Nothing left out, nothing added: return the full set of records.

**Material for this task**
--- START ---
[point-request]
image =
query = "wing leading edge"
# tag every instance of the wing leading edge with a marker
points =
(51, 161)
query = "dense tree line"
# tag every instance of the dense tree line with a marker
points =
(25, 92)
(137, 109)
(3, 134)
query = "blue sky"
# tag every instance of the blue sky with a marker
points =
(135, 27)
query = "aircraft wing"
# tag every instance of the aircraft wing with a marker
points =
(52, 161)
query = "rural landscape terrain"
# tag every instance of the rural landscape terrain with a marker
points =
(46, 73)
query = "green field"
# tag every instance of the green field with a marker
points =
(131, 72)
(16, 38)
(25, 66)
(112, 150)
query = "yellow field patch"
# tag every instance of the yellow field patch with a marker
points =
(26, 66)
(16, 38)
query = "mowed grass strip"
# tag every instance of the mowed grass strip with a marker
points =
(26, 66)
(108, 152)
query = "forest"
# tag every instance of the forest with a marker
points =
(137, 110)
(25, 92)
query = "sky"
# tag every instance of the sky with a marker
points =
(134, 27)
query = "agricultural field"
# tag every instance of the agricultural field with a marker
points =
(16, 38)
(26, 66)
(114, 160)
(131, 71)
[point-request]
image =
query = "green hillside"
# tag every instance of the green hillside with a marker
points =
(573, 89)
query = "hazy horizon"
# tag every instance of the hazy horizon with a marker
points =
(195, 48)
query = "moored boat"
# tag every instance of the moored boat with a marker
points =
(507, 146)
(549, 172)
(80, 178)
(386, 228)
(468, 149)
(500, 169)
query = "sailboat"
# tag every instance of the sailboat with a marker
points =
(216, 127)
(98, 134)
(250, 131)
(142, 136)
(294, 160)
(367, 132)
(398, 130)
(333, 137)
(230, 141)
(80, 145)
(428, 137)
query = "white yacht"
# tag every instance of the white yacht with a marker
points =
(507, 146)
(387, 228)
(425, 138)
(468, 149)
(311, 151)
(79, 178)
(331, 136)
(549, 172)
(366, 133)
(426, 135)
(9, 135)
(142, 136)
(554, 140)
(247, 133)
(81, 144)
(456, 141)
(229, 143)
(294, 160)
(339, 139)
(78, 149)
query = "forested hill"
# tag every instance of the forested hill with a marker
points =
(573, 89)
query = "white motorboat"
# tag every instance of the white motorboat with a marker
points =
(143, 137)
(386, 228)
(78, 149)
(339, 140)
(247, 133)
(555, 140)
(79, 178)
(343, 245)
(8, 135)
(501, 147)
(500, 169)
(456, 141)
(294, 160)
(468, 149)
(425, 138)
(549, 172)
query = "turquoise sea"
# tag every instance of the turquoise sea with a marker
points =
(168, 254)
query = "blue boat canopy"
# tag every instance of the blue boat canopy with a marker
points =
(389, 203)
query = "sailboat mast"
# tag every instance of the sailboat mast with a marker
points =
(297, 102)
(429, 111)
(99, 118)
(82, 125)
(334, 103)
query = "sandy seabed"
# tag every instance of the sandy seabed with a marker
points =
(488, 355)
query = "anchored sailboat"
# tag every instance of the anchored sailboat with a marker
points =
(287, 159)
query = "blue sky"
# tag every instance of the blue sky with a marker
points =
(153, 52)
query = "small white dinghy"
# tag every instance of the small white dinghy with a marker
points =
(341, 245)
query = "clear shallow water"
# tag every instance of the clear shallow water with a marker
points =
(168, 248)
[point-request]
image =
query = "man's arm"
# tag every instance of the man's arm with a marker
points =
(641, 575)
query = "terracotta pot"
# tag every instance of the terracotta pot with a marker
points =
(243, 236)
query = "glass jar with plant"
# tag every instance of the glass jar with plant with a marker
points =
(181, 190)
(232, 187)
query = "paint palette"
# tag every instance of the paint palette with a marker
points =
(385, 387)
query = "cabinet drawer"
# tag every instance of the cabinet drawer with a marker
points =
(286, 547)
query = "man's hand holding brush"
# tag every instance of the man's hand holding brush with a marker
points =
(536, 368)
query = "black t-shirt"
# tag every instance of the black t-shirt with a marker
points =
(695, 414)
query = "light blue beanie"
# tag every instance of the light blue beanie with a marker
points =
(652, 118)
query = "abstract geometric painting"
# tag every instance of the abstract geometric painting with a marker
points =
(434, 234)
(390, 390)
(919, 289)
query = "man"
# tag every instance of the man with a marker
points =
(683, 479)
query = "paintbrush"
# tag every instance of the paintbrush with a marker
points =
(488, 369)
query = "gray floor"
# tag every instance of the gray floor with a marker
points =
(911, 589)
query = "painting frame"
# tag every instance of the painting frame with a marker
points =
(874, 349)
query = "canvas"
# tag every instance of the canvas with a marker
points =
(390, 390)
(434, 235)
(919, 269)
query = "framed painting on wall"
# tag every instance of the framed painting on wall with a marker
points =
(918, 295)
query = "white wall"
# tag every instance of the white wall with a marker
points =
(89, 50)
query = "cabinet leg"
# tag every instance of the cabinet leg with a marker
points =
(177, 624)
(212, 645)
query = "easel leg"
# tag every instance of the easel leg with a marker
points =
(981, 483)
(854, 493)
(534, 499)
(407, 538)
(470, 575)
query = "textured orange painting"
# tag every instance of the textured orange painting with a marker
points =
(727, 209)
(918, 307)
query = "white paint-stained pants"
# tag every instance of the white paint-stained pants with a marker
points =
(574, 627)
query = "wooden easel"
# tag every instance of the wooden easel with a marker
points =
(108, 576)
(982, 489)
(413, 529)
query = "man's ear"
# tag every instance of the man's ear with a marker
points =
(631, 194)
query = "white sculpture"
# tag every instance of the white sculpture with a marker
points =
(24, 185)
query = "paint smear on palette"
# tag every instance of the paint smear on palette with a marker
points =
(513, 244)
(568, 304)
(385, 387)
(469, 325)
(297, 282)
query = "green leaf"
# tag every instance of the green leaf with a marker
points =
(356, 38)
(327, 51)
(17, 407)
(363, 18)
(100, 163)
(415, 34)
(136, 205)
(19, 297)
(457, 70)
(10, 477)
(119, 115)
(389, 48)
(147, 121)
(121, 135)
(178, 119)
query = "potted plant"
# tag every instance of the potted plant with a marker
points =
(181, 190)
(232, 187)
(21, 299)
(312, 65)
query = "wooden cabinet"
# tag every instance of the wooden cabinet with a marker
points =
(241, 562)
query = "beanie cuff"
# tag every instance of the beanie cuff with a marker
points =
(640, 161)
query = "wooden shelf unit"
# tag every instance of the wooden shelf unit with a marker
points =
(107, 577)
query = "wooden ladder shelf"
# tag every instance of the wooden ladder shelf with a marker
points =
--- END ---
**Result of the exercise**
[point-request]
image =
query = "wing leading edge"
# tag every instance of the wing leading edge with a marker
points =
(51, 161)
query = "dense tree line"
# tag every instance of the dense tree line with a marker
points =
(25, 92)
(137, 109)
(3, 134)
query = "blue sky"
# tag every instance of the blue sky with a marker
points =
(135, 27)
query = "aircraft wing"
# tag every instance of the aircraft wing with a marker
points =
(52, 161)
query = "rural landscape terrain"
# tag every instance of the rural landscape terrain with a marker
points =
(46, 73)
query = "green field"
# tag every instance of the green field with a marker
points =
(131, 72)
(16, 38)
(25, 66)
(112, 150)
query = "yellow field patch"
# tag every instance of the yellow field patch with a marker
points =
(26, 66)
(16, 38)
query = "mowed grass strip"
# tag every instance of the mowed grass strip with a marker
points =
(26, 66)
(108, 152)
query = "forest"
# tag every instance of the forest with a marker
points =
(137, 110)
(25, 92)
query = "sky"
# tag every instance of the sky with a marker
points =
(134, 27)
query = "agricultural field"
# tag every instance of the agricultural field with a marker
points =
(16, 38)
(26, 66)
(114, 160)
(131, 71)
[point-request]
image =
query = "green hillside"
# tag every instance of the green hillside with a marker
points =
(573, 89)
query = "hazy horizon"
# tag every instance of the hazy horizon with a marker
points =
(195, 48)
query = "moored boat"
# tag every instance of the moored boat with a marker
points =
(507, 146)
(549, 172)
(80, 178)
(386, 228)
(468, 149)
(500, 169)
query = "sailboat"
# tag every instance of the sailboat with a marker
points =
(216, 127)
(98, 134)
(250, 131)
(142, 136)
(294, 160)
(367, 132)
(398, 130)
(333, 137)
(230, 141)
(80, 145)
(428, 137)
query = "white yacht"
# tag every instance of the white yacht with a marker
points =
(507, 146)
(387, 228)
(425, 138)
(468, 149)
(311, 151)
(79, 178)
(331, 136)
(549, 172)
(366, 133)
(426, 135)
(9, 135)
(142, 136)
(554, 140)
(247, 133)
(81, 144)
(456, 141)
(229, 143)
(294, 160)
(339, 139)
(78, 149)
query = "forested hill"
# tag every instance of the forested hill with a marker
points =
(573, 89)
query = "white motorboat"
# tag every instance of the white motorboat with a marker
points =
(143, 137)
(386, 228)
(78, 149)
(339, 140)
(247, 133)
(555, 140)
(79, 178)
(343, 245)
(8, 135)
(501, 147)
(500, 169)
(456, 141)
(294, 160)
(468, 149)
(425, 138)
(549, 172)
query = "turquoise sea"
# tag every instance of the turquoise sea with a marker
points =
(168, 254)
query = "blue boat canopy"
# tag every instance of the blue boat canopy with a marker
points =
(389, 203)
query = "sailboat mast"
# tag every instance of the sailboat mast with a marker
points =
(297, 102)
(429, 111)
(99, 118)
(82, 125)
(334, 103)
query = "sandy seabed"
# tag every instance of the sandy seabed with a marker
points =
(488, 355)
query = "anchored sailboat"
# tag every instance of the anchored sailboat with a marker
points =
(287, 159)
query = "blue sky"
# tag every instance of the blue sky with a marker
points =
(153, 52)
query = "small white dinghy"
# tag every instance of the small white dinghy with a marker
points =
(341, 245)
query = "clear shallow water"
# tag every instance of the clear shallow water with a marker
points =
(168, 248)
[point-request]
image =
query = "man's arm"
# tag every instance of the man's arm with a marker
points =
(641, 575)
query = "terracotta pot"
# tag every instance of the terracotta pot with a marker
points =
(243, 236)
query = "glass jar with plant"
# tag every instance of the glass jar with plant with a marker
points =
(181, 190)
(232, 187)
query = "paint palette"
# tag every instance of the paint palette with a marker
points =
(385, 387)
query = "cabinet drawer"
# tag every instance of the cabinet drawer with a marker
points =
(286, 547)
query = "man's hand holding brush"
# tag every instance of the man's hand holding brush with a marker
points =
(536, 368)
query = "black t-shirt"
# tag every instance of the black t-shirt with a marker
points =
(695, 414)
query = "light blue beanie"
# tag every instance of the light blue beanie with a marker
points =
(652, 118)
query = "abstract geometric painting"
# tag every instance of the abstract geometric painting with a marker
points =
(434, 234)
(390, 390)
(919, 289)
query = "man"
# tag every instance of the man with a marker
points =
(683, 479)
query = "paintbrush"
# tag every instance of the paintbrush with a marker
points =
(488, 369)
query = "gray floor"
# tag every instance of the gray floor with a marker
points =
(911, 589)
query = "painting frame"
# tag every instance of the painting frame with a marker
points =
(874, 349)
query = "canvas"
# tag every instance of the canvas with a marker
points =
(390, 390)
(434, 235)
(919, 269)
query = "framed painting on wall"
# tag every instance of the framed painting on wall with a marker
points =
(918, 295)
query = "white wall"
# tag every instance of the white wall with a marker
points =
(89, 50)
query = "cabinet leg"
# tag every instance of the cabinet leg with a marker
points =
(177, 624)
(212, 645)
query = "easel leg"
# tag every instance of the easel leg with a marker
points =
(981, 483)
(854, 493)
(534, 499)
(407, 538)
(470, 575)
query = "textured orange painting"
# tag every instance of the textured orange painting with a marker
points =
(727, 209)
(918, 307)
query = "white paint-stained pants"
# tag every instance of the white paint-stained pants with a marker
points =
(574, 627)
query = "wooden easel"
# tag every instance of the wooden easel with a marker
points =
(108, 576)
(982, 489)
(413, 529)
query = "man's ear"
# tag every instance of the man's ear with a marker
points =
(631, 194)
query = "white sculpture"
# tag every instance of the white sculpture with a marker
points =
(24, 185)
query = "paint smear on palette"
# tag every instance of the paint smear on palette with a marker
points =
(513, 244)
(568, 304)
(385, 387)
(469, 325)
(297, 282)
query = "green leaf"
# tag every instance of the green leaf with a marker
points =
(356, 38)
(327, 51)
(17, 407)
(363, 18)
(100, 163)
(415, 34)
(136, 205)
(19, 297)
(457, 70)
(10, 477)
(119, 115)
(389, 48)
(147, 121)
(121, 135)
(178, 119)
query = "potted plant"
# tag every instance of the potted plant with a marker
points =
(181, 190)
(232, 187)
(21, 299)
(312, 65)
query = "wooden cabinet"
# tag every instance of the wooden cabinet with a marker
points =
(241, 562)
query = "beanie cuff"
# tag every instance of the beanie cuff with a marker
points =
(640, 161)
query = "wooden shelf unit"
# tag every instance of the wooden shelf unit with a marker
points =
(107, 577)
query = "wooden ladder shelf"
# tag every instance of the wooden ladder shelf with a marker
points =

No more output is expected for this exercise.